## 出題 1
ルノーの四角い車についての抜粋によると、「フラッシュサーフェス」とはどのような考え方ですか。
## 出題 2
ルノーの四角い車についての抜粋のうち、「特に車体表面の段差をなくして」から「ルノー 5 TX(サンク・初代)」までの部分を一字一句そのまま書き写してください。
## 出題 3
ルノーの四角い車についての抜粋を二文で要約してください。

なんとなく優雅なイメージで四角い車などなさそうなフランス車のデザインですが、商用車やエントリーモデルのような「まずは実用性が大事!」というカテゴリーだと、日本車とはまた違った雰囲気を感じさせるとはいえ、案外無骨な車も多いものです。

特に車体表面の段差をなくして空気抵抗を削減する、「フラッシュサーフェス」が日本より早く取り入れられた、1970年代から1980年代はじめまでの車にその傾向が強く、今回はその時期のルノー車から「四角い車」を紹介します。

5(サンク・初代・1972年)

厚みのある四角いフロントマスクが印象的な実用ハッチバック車

ルノー 5 TX(サンク・初代)

収集データ
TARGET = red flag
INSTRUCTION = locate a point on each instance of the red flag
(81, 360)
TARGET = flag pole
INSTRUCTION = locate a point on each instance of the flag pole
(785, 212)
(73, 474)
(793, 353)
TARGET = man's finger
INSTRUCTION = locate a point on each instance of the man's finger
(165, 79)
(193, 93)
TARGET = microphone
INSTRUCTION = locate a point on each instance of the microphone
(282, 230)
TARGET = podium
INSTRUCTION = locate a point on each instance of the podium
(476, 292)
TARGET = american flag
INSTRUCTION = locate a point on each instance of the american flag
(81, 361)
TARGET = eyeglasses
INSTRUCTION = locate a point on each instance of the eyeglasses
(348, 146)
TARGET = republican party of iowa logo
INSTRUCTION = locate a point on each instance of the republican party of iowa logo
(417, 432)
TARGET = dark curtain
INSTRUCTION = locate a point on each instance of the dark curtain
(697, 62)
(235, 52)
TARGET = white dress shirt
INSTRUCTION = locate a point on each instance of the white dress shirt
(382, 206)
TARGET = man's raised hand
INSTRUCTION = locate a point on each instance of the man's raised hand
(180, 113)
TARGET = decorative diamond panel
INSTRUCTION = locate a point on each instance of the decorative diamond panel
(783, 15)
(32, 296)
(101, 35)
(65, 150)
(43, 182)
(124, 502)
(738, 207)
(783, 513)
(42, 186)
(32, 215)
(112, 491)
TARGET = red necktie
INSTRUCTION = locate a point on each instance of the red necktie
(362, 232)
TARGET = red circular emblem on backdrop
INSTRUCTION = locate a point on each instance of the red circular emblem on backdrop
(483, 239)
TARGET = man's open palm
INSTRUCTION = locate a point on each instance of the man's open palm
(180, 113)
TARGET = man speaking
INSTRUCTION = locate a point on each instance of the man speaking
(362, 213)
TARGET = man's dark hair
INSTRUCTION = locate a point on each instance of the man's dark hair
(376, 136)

## 完成解答 1
車体表面の段差をなくして空気抵抗を削減するという考え方です。

## 完成解答 2
特に車体表面の段差をなくして空気抵抗を削減する、「フラッシュサーフェス」が日本より早く取り入れられた、1970年代から1980年代はじめまでの車にその傾向が強く、今回はその時期のルノー車から「四角い車」を紹介します。

5(サンク・初代・1972年)

厚みのある四角いフロントマスクが印象的な実用ハッチバック車

ルノー 5 TX(サンク・初代)

## 完成解答 3
フランス車は優雅な印象があるものの、商用車やエントリーモデルのように実用性を重視するカテゴリーでは無骨な車も多い。その傾向はフラッシュサーフェスが日本より早く取り入れられた1970年代から1980年代はじめの車に強く、その時期のルノー車として、厚みのある四角いフロントマスクが印象的な実用ハッチバック車である初代5(サンク、1972年)が紹介されている。